### Problem
The records below need to be copied in full. Match them exactly.

[Collection entries]
* * *

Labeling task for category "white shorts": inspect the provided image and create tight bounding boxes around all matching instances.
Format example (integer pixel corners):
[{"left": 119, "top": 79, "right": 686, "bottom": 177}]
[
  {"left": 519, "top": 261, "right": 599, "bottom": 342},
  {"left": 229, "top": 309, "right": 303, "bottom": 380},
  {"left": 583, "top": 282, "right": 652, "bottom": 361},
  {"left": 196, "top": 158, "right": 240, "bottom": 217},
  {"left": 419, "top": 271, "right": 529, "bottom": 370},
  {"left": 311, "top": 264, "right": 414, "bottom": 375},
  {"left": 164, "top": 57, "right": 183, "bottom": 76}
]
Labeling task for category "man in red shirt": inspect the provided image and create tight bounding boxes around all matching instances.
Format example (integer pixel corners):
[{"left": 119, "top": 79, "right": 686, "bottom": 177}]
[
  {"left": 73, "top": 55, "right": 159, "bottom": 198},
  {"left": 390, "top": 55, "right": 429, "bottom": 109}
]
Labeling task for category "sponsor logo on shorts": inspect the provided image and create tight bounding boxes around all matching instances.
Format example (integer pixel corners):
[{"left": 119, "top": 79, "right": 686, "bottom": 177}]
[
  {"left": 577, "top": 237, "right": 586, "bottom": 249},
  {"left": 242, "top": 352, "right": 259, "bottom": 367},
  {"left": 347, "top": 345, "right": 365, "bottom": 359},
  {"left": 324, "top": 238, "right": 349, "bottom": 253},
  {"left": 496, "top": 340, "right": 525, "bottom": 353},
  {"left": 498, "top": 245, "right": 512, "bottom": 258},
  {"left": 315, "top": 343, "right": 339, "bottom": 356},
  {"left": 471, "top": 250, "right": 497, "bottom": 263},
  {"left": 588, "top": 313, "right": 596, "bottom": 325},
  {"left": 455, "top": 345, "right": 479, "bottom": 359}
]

* * *

### Response to this task
Labeling task for category "white shorts": inspect the provided image and create tight bounding boxes around all matching instances.
Format example (integer pixel corners):
[{"left": 119, "top": 79, "right": 686, "bottom": 177}]
[
  {"left": 519, "top": 261, "right": 599, "bottom": 342},
  {"left": 229, "top": 309, "right": 303, "bottom": 380},
  {"left": 583, "top": 282, "right": 652, "bottom": 361},
  {"left": 196, "top": 158, "right": 240, "bottom": 217},
  {"left": 419, "top": 271, "right": 529, "bottom": 370},
  {"left": 311, "top": 264, "right": 414, "bottom": 375},
  {"left": 164, "top": 57, "right": 183, "bottom": 76}
]
Labeling task for category "man in red shirt": inspect the provided image and create tight bounding boxes around all matching instances.
Format example (integer pixel corners):
[{"left": 119, "top": 79, "right": 686, "bottom": 177}]
[
  {"left": 73, "top": 55, "right": 159, "bottom": 198},
  {"left": 390, "top": 55, "right": 429, "bottom": 109}
]
Labeling task for category "sponsor logo on shorts": inspect the provided image and create tight bounding boxes around all matching instances.
Format example (integer pixel corners):
[{"left": 119, "top": 79, "right": 686, "bottom": 177}]
[
  {"left": 577, "top": 237, "right": 586, "bottom": 249},
  {"left": 242, "top": 352, "right": 259, "bottom": 367},
  {"left": 347, "top": 345, "right": 365, "bottom": 359},
  {"left": 324, "top": 238, "right": 349, "bottom": 253},
  {"left": 496, "top": 340, "right": 525, "bottom": 353},
  {"left": 498, "top": 245, "right": 512, "bottom": 258},
  {"left": 315, "top": 343, "right": 339, "bottom": 356},
  {"left": 471, "top": 250, "right": 497, "bottom": 263},
  {"left": 588, "top": 313, "right": 596, "bottom": 325},
  {"left": 455, "top": 345, "right": 479, "bottom": 359}
]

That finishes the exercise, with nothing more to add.